::: RECORDS FOR PROCESSING

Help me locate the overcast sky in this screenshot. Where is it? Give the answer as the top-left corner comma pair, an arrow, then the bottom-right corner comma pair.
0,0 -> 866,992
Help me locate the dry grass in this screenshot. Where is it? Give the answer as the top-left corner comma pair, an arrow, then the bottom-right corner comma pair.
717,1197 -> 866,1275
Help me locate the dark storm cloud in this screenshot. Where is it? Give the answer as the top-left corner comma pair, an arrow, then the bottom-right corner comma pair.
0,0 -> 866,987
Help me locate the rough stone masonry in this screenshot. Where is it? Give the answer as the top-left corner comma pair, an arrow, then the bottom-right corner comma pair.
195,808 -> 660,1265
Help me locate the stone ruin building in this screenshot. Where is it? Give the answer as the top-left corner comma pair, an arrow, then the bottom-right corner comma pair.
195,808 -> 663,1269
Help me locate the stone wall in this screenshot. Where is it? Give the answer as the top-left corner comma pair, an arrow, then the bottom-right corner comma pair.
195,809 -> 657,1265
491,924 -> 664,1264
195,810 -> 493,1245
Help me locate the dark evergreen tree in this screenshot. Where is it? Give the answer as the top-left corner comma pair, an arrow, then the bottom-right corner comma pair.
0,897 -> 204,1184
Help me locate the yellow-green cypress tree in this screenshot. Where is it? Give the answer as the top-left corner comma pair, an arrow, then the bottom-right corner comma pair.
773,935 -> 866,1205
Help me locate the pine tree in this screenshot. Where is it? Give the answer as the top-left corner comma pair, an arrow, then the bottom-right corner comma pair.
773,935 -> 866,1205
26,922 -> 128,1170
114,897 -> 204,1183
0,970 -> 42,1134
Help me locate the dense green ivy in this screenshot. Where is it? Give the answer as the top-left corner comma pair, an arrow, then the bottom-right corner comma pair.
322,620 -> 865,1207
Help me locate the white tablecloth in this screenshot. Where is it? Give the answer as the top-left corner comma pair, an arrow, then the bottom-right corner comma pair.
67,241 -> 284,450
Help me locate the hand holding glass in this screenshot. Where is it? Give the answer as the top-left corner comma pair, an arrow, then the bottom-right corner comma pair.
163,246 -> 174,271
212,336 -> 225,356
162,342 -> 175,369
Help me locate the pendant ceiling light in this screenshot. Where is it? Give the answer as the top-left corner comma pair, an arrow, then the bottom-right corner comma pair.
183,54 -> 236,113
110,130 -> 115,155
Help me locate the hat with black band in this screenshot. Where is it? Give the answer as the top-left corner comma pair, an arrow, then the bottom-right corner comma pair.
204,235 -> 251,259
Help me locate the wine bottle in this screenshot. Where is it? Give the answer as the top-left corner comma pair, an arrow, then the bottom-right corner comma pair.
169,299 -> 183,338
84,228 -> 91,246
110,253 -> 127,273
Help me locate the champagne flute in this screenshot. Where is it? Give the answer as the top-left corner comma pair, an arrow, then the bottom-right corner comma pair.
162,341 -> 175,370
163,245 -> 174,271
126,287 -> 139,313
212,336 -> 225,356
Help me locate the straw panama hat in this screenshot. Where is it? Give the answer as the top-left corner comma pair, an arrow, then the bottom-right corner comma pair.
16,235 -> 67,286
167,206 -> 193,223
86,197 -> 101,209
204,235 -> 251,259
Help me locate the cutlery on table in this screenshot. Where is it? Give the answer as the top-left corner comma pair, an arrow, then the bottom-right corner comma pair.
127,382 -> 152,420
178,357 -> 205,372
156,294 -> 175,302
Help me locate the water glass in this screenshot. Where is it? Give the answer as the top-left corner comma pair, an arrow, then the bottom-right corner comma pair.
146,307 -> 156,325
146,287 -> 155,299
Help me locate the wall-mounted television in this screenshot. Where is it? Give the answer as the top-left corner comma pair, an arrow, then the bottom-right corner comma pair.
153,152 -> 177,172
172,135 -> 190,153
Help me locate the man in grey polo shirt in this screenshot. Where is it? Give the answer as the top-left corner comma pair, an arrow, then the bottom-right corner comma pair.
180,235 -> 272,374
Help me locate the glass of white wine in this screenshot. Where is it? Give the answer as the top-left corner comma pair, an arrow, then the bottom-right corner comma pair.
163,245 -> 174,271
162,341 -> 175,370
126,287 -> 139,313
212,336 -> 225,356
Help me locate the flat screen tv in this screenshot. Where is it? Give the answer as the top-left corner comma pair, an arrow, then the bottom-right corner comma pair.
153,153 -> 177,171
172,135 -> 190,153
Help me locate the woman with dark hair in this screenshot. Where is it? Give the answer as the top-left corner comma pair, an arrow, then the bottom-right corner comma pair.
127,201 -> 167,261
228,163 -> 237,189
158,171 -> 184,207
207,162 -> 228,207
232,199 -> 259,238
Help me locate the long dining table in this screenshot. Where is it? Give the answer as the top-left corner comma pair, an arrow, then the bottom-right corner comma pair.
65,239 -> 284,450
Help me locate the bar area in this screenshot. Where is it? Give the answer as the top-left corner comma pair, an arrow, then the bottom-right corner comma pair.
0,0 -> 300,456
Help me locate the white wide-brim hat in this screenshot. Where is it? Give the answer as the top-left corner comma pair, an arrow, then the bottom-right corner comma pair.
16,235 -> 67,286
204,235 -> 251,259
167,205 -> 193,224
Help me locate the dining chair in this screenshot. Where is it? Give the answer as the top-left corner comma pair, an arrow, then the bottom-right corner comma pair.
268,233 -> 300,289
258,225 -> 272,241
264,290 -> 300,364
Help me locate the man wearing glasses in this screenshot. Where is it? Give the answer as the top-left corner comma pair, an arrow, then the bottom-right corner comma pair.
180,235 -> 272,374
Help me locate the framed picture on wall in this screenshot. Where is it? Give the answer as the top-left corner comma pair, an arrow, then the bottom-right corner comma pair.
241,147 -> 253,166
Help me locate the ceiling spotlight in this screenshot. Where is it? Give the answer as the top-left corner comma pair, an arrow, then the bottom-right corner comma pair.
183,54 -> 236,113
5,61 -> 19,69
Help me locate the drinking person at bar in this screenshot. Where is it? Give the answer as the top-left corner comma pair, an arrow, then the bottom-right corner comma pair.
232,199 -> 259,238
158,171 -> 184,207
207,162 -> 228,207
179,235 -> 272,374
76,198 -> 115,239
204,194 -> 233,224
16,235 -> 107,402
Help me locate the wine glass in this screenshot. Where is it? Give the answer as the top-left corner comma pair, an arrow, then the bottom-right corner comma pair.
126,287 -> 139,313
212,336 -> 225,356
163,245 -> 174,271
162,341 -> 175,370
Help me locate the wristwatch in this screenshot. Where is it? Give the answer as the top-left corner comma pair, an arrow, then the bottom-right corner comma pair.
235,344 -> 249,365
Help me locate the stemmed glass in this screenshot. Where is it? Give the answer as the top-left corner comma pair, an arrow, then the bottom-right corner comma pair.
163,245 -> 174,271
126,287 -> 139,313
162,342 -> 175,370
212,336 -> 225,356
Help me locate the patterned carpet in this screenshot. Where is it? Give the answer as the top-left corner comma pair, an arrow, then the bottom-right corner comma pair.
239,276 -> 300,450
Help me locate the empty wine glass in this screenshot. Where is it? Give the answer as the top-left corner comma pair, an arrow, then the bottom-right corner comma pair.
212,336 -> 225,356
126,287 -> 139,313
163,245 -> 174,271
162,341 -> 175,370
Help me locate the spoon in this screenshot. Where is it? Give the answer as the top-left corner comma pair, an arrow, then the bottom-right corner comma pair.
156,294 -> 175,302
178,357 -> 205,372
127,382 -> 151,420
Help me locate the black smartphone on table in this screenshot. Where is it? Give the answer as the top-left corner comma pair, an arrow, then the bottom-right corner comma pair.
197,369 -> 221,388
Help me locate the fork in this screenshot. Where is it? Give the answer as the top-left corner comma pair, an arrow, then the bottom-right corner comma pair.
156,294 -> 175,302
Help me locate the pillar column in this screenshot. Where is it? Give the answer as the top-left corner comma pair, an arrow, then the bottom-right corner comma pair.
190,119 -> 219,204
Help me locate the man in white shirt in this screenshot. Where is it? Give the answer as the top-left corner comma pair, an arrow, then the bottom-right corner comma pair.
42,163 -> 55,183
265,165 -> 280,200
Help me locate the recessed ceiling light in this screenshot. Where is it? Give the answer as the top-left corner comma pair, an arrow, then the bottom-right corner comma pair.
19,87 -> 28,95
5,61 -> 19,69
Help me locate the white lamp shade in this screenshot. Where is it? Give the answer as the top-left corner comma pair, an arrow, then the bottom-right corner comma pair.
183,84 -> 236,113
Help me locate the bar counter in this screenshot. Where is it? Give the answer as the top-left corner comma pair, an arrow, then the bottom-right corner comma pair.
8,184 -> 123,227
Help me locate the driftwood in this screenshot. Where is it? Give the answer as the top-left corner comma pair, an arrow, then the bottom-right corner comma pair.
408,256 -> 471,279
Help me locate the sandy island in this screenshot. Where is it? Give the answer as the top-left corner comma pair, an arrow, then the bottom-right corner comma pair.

::::::

### REQUIREMENT
Rescale the stretch of the listing above from the line containing "Help me locate the white wide-brim" through the line containing "241,147 -> 253,166": write out every line again, keeping the requests unchanged. Multiply each box coordinate in the answers by 1.95 and round to the nearest whole number, with halves rounding up.

### SOLUTION TO THE PROBLEM
Help me locate the white wide-brim hat in this screenshot. Where is it? Give the answer as the top-left corner comma pair, an arrow, then the bottom-right corner comma pair.
31,458 -> 131,558
398,458 -> 489,505
326,400 -> 376,437
Help me locate the dining chair in this screenshot. Where is it? Give the answer as the top-left corner comma pair, an arrow, then the bottom-right corner comma pair.
523,454 -> 585,564
503,439 -> 530,470
515,566 -> 585,710
Help me locate the man wearing glasses in this screenshot. Where is it? Give the answer as the top-left corner comma pair, an arrow, then the bottom-right corner comma pair.
351,458 -> 530,729
Help me locate the framed picture on wall in this screenshot. Where is it? Give the answer as the top-left corner comma pair, an arrow, then the bottom-right corner comma pair.
470,287 -> 493,324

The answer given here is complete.